> [EXTRACTED ENTRIES]
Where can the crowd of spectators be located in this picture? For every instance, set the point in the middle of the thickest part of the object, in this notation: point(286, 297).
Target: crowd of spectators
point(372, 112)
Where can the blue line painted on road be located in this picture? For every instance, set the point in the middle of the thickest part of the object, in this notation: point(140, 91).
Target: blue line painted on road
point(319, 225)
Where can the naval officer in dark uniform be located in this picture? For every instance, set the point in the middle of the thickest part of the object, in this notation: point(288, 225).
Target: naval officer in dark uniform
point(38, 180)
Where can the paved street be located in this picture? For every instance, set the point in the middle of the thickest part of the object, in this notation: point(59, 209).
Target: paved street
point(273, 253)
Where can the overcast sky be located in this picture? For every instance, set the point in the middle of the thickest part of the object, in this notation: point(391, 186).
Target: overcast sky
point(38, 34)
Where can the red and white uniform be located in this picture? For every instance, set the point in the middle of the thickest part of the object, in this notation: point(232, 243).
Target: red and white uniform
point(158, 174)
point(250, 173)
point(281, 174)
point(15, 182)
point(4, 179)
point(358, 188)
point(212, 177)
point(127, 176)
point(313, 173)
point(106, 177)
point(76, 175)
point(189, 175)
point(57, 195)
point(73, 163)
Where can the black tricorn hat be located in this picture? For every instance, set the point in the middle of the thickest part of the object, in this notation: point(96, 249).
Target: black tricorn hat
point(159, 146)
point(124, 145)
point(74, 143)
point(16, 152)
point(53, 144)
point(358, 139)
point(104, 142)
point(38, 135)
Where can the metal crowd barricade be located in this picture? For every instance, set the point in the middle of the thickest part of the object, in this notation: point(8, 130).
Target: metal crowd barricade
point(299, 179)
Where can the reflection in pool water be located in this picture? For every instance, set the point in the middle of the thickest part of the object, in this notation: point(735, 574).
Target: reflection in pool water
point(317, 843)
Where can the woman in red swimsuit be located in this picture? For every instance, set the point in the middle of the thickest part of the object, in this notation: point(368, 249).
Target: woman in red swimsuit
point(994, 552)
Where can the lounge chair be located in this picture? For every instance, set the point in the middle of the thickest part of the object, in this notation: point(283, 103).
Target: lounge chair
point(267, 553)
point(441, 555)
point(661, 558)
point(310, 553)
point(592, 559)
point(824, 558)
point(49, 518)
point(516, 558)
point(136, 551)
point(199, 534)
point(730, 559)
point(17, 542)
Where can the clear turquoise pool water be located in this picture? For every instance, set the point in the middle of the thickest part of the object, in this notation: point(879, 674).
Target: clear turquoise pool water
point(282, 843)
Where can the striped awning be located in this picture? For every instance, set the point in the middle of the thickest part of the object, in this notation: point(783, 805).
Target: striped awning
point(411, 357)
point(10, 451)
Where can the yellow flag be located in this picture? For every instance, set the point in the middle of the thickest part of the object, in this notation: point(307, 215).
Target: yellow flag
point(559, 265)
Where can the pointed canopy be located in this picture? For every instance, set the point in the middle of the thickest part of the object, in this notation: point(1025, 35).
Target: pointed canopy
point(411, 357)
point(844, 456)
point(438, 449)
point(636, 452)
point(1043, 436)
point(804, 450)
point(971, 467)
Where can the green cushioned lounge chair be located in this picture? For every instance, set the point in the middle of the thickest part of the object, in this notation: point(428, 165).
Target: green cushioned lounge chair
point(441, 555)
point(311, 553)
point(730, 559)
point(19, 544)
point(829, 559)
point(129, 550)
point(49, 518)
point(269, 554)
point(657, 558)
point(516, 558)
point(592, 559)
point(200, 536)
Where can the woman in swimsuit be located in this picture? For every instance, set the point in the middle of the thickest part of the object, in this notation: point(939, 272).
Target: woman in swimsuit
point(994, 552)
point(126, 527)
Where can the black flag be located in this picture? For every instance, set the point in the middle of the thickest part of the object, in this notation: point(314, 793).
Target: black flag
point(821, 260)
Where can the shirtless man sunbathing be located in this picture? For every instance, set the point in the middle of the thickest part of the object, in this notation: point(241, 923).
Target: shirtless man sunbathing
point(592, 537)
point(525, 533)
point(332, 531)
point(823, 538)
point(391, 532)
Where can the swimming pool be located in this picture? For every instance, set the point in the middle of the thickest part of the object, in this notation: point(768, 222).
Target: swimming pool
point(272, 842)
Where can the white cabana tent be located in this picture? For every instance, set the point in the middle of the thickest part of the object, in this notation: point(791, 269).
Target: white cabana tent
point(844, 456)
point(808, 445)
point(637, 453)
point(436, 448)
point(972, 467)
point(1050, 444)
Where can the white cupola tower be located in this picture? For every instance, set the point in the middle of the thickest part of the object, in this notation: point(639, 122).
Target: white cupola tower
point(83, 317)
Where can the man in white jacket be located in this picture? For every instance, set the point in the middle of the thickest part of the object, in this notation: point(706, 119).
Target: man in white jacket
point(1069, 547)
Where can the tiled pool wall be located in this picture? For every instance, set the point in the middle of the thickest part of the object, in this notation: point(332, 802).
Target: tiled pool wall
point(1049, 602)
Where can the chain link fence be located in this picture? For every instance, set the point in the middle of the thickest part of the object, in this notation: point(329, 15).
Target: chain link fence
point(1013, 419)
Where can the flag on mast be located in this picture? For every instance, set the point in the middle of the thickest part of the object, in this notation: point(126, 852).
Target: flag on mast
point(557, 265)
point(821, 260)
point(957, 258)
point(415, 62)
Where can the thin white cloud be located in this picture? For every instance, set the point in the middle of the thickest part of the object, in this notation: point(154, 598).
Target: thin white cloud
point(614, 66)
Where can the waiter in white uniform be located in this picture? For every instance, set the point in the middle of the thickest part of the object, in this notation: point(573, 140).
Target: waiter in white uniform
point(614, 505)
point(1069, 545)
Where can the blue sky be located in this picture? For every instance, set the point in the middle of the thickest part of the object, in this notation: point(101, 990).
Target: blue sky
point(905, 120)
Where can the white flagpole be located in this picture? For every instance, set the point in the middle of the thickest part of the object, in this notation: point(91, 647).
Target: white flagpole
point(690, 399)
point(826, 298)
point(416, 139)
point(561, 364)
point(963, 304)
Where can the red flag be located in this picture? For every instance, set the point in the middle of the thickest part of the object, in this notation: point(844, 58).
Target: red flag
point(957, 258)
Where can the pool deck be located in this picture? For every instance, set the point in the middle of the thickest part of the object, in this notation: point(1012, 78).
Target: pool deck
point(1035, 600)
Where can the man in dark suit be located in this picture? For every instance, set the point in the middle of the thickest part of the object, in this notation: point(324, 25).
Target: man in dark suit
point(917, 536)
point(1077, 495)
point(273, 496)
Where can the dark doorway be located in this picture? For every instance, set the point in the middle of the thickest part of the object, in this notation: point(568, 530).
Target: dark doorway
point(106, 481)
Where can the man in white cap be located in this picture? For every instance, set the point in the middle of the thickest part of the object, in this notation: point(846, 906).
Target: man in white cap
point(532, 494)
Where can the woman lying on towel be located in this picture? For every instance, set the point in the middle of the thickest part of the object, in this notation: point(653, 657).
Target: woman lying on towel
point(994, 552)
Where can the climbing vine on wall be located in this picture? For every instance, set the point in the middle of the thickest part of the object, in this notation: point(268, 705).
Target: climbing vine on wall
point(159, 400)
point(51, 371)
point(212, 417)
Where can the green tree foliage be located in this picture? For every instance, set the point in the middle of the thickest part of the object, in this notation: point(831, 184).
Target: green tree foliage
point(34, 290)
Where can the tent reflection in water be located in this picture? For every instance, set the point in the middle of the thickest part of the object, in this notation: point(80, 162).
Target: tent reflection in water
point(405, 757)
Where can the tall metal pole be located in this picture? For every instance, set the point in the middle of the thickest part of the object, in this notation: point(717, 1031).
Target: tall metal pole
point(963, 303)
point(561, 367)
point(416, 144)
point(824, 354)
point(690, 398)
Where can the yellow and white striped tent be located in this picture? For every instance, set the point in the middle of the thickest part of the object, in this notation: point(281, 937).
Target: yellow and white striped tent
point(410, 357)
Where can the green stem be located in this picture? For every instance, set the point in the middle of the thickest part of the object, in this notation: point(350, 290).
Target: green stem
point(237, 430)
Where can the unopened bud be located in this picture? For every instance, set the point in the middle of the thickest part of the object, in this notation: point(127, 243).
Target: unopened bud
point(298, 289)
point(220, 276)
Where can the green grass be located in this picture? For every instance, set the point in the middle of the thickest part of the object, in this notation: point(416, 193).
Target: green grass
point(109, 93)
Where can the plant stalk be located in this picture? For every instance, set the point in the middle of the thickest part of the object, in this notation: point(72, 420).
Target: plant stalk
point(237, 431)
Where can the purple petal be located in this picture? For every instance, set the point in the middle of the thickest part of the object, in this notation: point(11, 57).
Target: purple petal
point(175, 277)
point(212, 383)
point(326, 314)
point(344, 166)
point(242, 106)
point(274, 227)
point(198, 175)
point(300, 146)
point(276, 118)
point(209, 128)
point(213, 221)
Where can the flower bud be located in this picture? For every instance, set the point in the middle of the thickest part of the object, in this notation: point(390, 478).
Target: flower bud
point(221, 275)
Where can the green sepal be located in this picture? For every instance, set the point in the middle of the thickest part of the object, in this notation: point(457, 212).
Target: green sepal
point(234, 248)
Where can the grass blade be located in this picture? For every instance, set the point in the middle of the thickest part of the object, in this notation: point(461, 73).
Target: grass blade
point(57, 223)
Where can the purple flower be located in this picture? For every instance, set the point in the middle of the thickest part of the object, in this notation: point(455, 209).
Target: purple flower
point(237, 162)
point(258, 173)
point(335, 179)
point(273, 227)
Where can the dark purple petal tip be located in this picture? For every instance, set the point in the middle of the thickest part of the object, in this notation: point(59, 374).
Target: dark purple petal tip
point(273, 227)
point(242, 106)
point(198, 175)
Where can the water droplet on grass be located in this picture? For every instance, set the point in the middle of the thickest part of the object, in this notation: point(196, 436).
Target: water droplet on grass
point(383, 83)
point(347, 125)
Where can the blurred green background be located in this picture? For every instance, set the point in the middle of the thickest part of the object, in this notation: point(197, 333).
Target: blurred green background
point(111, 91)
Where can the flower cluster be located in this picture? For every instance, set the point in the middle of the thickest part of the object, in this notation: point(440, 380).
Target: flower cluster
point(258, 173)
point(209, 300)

> [REQUEST]
Could you copy out, word for word, everything from the line containing "Where can the lounge" down to the line containing "point(559, 265)", including both of those lines?

> [SOLUTION TO THIS EXERCISE]
Where can the lounge chair be located in this picture? For every instance, set the point in the middle of the thickest part of the object, in this notation: point(283, 103).
Target: lounge chair
point(267, 553)
point(441, 555)
point(661, 558)
point(310, 553)
point(592, 559)
point(824, 558)
point(49, 518)
point(516, 558)
point(136, 551)
point(199, 534)
point(730, 559)
point(17, 542)
Where can the clear turquoise pool water be located in this picture? For every instance, set the point in the middle of the thickest part of the object, in this notation: point(879, 674).
Target: clear turquoise pool water
point(282, 843)
Where can the striped awning be located in this picture? For every instance, set the point in the middle of the thickest part of the object, in this notation: point(783, 805).
Target: striped awning
point(411, 357)
point(10, 451)
Where can the yellow flag be located in this picture? For every instance, set the point in the middle of the thickest part of the object, in this notation: point(307, 215).
Target: yellow flag
point(559, 265)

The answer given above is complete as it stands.